**Recorded data**
-- Opening Marker --

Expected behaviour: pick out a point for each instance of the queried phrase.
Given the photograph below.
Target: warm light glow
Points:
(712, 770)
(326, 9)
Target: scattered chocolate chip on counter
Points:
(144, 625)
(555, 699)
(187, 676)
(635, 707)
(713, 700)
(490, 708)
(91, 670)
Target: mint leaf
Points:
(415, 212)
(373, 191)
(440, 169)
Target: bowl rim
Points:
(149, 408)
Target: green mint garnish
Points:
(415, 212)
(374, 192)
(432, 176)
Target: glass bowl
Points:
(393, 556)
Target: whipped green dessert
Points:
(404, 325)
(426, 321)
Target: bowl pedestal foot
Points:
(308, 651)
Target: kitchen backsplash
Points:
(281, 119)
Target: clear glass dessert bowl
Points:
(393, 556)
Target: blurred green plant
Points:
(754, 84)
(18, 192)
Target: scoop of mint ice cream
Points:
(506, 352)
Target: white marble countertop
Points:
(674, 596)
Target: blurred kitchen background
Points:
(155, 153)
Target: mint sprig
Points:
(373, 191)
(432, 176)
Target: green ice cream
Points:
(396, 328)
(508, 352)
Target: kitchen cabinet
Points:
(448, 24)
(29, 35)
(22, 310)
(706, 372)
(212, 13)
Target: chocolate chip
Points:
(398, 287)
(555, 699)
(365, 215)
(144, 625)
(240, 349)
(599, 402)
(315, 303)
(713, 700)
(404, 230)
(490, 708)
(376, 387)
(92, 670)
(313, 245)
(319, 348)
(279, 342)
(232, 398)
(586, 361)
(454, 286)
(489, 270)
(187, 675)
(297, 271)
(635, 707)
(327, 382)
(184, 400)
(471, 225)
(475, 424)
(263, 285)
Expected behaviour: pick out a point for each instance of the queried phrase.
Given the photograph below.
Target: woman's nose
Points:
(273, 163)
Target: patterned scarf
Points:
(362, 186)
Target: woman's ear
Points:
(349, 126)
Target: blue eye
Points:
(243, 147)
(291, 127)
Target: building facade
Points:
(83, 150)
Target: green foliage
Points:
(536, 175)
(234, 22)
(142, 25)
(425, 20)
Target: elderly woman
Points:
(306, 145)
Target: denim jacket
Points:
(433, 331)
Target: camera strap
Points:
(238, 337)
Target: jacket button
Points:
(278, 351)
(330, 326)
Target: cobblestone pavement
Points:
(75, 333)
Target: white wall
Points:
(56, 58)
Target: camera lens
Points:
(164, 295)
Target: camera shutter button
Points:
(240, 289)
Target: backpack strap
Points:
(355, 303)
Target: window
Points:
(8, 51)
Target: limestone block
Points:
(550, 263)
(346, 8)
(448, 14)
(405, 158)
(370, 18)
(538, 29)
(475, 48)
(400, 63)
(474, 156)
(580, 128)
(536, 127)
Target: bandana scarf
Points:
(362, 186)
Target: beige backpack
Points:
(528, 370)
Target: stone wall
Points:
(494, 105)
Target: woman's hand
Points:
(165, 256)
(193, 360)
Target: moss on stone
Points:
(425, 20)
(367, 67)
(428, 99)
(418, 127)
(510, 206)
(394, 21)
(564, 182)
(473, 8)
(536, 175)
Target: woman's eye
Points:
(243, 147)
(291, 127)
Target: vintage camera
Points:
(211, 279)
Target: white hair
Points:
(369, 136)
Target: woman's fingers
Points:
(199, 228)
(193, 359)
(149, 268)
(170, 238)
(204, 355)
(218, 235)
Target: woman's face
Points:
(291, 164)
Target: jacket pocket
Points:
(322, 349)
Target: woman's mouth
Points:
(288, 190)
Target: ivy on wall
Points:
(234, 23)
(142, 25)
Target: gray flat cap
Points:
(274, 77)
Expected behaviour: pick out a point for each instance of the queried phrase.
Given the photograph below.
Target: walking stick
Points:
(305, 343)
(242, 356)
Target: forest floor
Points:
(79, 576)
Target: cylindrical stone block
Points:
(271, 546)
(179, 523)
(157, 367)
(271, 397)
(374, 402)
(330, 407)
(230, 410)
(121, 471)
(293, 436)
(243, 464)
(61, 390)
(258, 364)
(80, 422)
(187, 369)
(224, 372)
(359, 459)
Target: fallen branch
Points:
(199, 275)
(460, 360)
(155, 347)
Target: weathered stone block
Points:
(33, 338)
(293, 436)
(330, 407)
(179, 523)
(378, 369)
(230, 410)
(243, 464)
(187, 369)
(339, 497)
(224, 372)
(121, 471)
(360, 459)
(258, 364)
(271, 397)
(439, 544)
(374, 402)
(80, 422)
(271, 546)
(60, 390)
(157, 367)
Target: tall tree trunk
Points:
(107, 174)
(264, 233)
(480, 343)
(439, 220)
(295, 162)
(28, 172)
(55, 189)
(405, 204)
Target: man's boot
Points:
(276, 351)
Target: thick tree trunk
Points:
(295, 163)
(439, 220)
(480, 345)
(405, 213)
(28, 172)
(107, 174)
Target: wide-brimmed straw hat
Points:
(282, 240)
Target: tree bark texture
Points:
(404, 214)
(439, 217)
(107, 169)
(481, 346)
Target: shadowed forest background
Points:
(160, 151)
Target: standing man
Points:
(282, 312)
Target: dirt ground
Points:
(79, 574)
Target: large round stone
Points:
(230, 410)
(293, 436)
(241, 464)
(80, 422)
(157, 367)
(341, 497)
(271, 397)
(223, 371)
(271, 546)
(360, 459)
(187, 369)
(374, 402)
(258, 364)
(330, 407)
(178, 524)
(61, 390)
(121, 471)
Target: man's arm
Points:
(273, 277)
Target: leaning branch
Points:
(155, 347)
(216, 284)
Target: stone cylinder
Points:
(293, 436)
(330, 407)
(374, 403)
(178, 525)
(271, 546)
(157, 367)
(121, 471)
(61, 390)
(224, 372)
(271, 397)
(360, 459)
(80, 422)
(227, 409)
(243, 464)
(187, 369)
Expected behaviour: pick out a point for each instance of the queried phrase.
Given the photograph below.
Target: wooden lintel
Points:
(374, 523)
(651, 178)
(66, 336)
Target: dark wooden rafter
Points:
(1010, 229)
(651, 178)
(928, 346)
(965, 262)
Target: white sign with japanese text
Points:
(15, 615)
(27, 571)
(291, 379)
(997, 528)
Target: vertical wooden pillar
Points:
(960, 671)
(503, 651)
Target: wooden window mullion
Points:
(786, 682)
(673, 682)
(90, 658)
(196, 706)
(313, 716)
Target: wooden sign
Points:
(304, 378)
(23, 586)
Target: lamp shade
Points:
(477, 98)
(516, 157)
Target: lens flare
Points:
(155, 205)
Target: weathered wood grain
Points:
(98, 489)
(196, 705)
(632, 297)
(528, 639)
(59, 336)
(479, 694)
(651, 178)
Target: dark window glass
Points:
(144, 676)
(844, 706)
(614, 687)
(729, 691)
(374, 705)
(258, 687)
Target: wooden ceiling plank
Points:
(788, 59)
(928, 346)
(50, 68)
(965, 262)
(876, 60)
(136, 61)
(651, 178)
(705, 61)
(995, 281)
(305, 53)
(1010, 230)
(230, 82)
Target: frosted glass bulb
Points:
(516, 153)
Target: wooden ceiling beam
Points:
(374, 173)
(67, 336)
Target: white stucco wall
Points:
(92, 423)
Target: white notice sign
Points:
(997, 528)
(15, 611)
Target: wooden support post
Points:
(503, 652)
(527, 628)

-- Closing Marker --

**What you are asked to do**
Please state the number of lines above that hold the string "button", with nothing else added.

**Written solution**
2